- GOAL:
Edit the records from the start down to the line containing "[149,77,175,126]" by changing "hubcap" to "wheel cover", and give those lines back with everything else unchanged.

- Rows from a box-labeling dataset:
:::
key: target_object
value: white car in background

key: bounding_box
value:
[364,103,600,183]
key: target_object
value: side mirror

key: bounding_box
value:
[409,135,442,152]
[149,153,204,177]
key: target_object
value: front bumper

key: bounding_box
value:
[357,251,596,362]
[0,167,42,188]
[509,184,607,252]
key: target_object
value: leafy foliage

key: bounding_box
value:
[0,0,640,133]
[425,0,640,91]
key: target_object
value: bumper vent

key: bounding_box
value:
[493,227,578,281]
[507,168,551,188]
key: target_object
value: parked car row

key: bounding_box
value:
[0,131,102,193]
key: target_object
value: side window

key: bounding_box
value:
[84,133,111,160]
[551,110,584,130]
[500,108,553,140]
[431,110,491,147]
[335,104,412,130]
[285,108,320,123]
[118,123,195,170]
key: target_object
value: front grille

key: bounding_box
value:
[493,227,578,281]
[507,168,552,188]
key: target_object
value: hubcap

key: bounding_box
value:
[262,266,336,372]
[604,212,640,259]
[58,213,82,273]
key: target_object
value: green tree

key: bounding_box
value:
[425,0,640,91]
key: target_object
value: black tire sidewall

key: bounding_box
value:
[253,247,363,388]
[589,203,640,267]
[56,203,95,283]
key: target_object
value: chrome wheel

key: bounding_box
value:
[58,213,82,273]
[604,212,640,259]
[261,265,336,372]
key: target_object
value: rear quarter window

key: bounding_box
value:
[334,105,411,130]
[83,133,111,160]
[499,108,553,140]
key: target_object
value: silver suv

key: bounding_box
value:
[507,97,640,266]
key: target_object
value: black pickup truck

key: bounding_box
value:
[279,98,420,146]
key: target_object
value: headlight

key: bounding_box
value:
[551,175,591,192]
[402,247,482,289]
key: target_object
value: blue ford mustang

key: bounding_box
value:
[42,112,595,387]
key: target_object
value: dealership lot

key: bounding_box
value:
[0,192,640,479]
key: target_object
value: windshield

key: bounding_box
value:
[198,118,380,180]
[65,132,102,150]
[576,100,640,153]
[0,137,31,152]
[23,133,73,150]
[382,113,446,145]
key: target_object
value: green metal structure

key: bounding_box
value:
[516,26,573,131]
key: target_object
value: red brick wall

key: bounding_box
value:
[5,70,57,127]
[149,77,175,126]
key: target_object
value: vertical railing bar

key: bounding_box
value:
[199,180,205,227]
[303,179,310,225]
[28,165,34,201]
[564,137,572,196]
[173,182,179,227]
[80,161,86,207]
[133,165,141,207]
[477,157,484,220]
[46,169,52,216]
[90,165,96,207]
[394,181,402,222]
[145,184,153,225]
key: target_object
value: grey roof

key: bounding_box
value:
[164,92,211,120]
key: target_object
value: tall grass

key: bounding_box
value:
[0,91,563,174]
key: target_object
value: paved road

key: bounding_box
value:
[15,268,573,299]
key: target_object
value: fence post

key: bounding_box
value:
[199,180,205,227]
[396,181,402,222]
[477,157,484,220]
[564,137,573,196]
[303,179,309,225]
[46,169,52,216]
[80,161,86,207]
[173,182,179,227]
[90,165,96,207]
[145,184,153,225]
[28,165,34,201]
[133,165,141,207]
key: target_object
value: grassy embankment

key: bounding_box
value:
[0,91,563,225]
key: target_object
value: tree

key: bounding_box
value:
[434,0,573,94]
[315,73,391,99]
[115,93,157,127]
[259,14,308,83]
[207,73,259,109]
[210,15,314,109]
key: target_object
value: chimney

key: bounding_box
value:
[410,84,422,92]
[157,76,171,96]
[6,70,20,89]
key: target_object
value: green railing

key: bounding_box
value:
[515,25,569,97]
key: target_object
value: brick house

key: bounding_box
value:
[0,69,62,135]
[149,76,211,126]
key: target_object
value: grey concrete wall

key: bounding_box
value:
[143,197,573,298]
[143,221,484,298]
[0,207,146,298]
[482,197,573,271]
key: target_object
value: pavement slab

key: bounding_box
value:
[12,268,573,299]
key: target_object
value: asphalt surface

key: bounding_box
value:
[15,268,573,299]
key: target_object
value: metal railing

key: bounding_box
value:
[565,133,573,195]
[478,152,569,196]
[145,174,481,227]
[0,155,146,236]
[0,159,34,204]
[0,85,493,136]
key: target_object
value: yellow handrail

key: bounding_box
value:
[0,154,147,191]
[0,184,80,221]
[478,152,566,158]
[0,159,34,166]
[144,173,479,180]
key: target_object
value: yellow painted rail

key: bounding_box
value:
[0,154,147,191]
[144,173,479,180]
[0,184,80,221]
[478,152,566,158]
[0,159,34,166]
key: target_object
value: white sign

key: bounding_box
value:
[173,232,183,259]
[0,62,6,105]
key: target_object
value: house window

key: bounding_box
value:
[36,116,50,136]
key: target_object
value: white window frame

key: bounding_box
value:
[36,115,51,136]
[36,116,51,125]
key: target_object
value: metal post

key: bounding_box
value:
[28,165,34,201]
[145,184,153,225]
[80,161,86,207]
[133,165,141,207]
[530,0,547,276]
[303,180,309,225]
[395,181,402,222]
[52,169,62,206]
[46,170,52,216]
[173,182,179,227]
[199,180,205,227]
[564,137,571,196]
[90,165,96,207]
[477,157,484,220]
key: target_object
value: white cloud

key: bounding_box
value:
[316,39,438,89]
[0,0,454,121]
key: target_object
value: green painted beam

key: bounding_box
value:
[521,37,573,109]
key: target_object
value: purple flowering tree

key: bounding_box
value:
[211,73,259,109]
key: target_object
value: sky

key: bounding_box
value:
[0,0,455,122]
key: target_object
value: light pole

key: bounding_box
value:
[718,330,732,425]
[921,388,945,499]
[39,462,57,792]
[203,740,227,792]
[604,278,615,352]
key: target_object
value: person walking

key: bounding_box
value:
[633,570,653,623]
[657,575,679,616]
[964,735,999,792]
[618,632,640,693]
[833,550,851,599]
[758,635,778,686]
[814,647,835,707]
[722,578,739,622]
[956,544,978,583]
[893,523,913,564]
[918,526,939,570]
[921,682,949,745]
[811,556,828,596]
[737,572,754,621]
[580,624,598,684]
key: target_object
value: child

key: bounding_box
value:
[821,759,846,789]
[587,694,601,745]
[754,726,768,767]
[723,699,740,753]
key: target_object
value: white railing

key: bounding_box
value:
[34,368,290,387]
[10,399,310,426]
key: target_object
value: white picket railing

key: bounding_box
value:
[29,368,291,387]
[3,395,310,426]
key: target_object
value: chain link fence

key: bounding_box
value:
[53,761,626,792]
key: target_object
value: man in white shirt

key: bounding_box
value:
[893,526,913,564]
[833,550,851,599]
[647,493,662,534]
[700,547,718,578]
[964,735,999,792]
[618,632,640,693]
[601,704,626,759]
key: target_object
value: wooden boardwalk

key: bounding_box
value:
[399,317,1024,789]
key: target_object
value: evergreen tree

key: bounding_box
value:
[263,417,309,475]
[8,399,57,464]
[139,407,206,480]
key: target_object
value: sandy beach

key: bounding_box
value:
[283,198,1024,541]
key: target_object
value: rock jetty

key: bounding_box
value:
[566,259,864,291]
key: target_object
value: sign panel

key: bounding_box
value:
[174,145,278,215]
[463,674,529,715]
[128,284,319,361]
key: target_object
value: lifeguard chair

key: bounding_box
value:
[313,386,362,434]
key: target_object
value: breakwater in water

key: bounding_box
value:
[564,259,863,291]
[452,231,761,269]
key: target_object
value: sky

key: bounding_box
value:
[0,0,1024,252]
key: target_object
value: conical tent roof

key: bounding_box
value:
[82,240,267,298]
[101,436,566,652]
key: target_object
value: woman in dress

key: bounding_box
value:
:::
- RESULT FOR THIS TASK:
key: target_object
value: white car in background

key: bounding_box
value:
[364,103,600,183]
key: target_object
value: side mirror

key: bounding_box
value:
[409,135,442,152]
[149,153,204,177]
key: target_object
value: front bumper

key: bounding_box
value:
[357,251,596,362]
[0,167,42,188]
[509,184,607,252]
key: target_object
value: leafy foliage

key: bounding_box
value:
[0,0,640,133]
[425,0,640,91]
key: target_object
value: bumper vent

key: bounding_box
value:
[493,227,578,281]
[507,168,551,188]
key: target_object
value: parked car row

key: bounding_box
value:
[0,131,102,193]
key: target_object
value: side window

key: bounding_box
value:
[84,133,111,160]
[551,110,584,130]
[500,108,553,140]
[431,110,491,147]
[335,104,412,130]
[285,108,320,123]
[118,123,195,170]
key: target_object
value: front grille

key: bounding_box
value:
[493,227,578,281]
[507,168,552,188]
key: target_object
value: wheel cover

key: bounding_box
value:
[262,266,336,372]
[604,212,640,259]
[58,213,82,273]
key: target_object
value: green tree

key: bounding_box
value:
[425,0,640,91]
key: target_object
value: black tire sidewall

key: bounding_box
value:
[253,247,363,388]
[589,203,640,267]
[56,203,95,283]
key: target_object
value: chrome wheel

key: bounding_box
value:
[58,213,82,273]
[604,212,640,259]
[261,265,336,372]
key: target_object
value: rear quarter window

key: bounding_box
value:
[334,105,411,130]
[83,133,111,160]
[499,108,553,140]
key: target_object
value: silver suv

key: bounding_box
value:
[507,97,640,266]
key: target_object
value: black pickup truck

key: bounding_box
value:
[279,98,420,146]
key: target_object
value: headlight

key: bounding_box
value:
[551,175,591,192]
[402,247,482,289]
key: target_object
value: blue ford mustang

key: bounding_box
value:
[42,112,595,387]
key: target_object
value: dealership lot

key: bounding_box
value:
[0,192,640,479]
key: target_object
value: windshield

key: bounding_box
value:
[198,118,380,180]
[65,132,102,150]
[576,100,640,153]
[0,137,31,152]
[23,133,73,150]
[382,113,446,145]
key: target_object
value: green metal structure

key: bounding_box
value:
[516,26,573,131]
key: target_object
value: red brick wall

key: bounding_box
value:
[5,70,57,127]
[149,77,175,126]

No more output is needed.